Teks yang Diberikan —
%%

Keputusan Kepala Polri Jenderal Badrodin mengganti Kepala Badan Reserse Kriminal (Bareskrim) Polri Komjen Budi Waseso dan keputusan Presiden Joko Widodo mengganti Kepala Badan Narkotika Nasional (BNN) RI Komjen Anang Iskandar menimbulkan komentar sejumlah pihak. Dengan pergantian ini Perhimpunan Bantuan Hukum dan Hak Asasi Manusia Indonesia (PBHI) merasa khawatir seiring pernyataan Budi Waseso di media yang intinya hendak menghilangkan rehabilitasi bagi pengguna narkotika, mengirimkan mereka ke penjara atau penahahan akan menghemat anggaran negara, lebih efesien dan efektif dalam menyeleasaikan, serta mendorong untuk dilakukan hukuman mati bagi pihak-pihak yang dianggap sebagai gembong narkotika.

%%

Daftar Entri —
%%

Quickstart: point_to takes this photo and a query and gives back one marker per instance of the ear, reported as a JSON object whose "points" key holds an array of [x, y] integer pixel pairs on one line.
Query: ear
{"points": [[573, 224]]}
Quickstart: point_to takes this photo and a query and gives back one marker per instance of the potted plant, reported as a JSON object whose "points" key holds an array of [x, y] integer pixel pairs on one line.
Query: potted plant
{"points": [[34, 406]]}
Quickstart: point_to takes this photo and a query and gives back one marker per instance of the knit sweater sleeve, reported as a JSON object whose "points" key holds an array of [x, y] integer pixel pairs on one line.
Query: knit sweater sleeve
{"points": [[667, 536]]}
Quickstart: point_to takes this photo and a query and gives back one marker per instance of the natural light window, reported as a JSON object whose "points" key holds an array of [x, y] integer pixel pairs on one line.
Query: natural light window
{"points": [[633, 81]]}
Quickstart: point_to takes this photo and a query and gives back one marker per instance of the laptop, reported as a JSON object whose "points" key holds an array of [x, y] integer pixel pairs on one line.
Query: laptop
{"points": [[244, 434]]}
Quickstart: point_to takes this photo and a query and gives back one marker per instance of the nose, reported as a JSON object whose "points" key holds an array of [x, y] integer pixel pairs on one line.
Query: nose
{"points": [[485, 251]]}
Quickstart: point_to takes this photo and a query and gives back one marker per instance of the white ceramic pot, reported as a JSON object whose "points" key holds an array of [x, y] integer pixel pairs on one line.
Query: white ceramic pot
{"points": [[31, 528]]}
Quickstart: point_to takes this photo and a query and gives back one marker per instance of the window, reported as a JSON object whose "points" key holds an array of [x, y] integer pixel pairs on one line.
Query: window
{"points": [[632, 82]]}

%%
%%

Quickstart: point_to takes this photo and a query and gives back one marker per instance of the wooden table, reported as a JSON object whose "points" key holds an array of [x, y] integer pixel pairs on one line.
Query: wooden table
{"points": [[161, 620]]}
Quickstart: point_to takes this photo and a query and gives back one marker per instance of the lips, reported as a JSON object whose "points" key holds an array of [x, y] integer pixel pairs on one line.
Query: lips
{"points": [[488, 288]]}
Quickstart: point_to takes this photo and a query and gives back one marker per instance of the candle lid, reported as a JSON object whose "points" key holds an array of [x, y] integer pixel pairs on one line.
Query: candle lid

%%
%%

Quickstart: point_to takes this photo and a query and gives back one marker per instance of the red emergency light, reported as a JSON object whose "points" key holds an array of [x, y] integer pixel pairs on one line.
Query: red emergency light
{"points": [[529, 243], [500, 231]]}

%%

Set Latihan —
1. Menurut teks tentang pergantian pimpinan Bareskrim dan BNN, siapa yang memutuskan mengganti Kepala BNN Komjen Anang Iskandar?
2. Tentukan apakah setiap pernyataan berikut sesuai dengan teks tentang pergantian pimpinan Bareskrim dan BNN. Jawab ya atau tidak, lalu kutip kata-kata penentunya dari teks tersebut.
(a) Kepala Bareskrim Komjen Budi Waseso diganti berdasarkan keputusan Presiden Joko Widodo.
(b) PBHI merasa khawatir dengan adanya pergantian ini.
(c) Budi Waseso mendorong hukuman mati bagi pihak-pihak yang dianggap sebagai gembong narkotika.
3. Lanjutkan teks tentang pergantian pimpinan Bareskrim dan BNN, mulai setelah kalimat terakhirnya.

Jawaban Tiap Soal —
1. Presiden Joko Widodo.

2.
(a) Tidak: "Keputusan Kepala Polri Jenderal Badrodin mengganti Kepala Badan Reserse Kriminal (Bareskrim) Polri Komjen Budi Waseso"
(b) Ya: "Dengan pergantian ini Perhimpunan Bantuan Hukum dan Hak Asasi Manusia Indonesia (PBHI) merasa khawatir"
(c) Ya: "mendorong untuk dilakukan hukuman mati bagi pihak-pihak yang dianggap sebagai gembong narkotika"

3.
Jika pernyataan itu diiringi pelaksanaannya, PBHI khawatir dengan kemungkinan praktik yang sewenang-wenang atas hak-hak tersangka dan terdakwa oleh BNN yang diikuti oleh Kejaksaan. Karena banyak kasus tindak pidana adalah kasus narkotika. Kekhawatiran ini didasarkan pada beberapa persoalan berikut.
Pertama, terjadi proses yang tidak transparan ketika Presiden Jokowi menentukan pihak yang menduduki Kepala BNN, mengingat sebelumnya terjadi peristiwa penggeledahan kantor PT Pelindo II yang dilakukan para petugas Bareskrim yang dikawal dengan petugas berseragam yang menenteng senjata laras panjang.
Kedua, harus diingat bahwa BNN bukan lagi lembaga yang bersifat kordinasi yang sebelumnya ketuanya adalah ex officio dari Kapolri. Kepala BNN harus dipegang oleh pihak yang profesional yang mengetahui permasalahan narkotika. Dia tidak hanya pada memahami pemberantasan perdagangan gelap narkotika, namun juga terkait pencegahan dan penanganan penyalahgunaan narkotika serta dampak-dampak yang dihasilkan dari perdagangan gelap narkotika, sehingga tidak hanya terpaku pada pihak yang berasal dari Polri.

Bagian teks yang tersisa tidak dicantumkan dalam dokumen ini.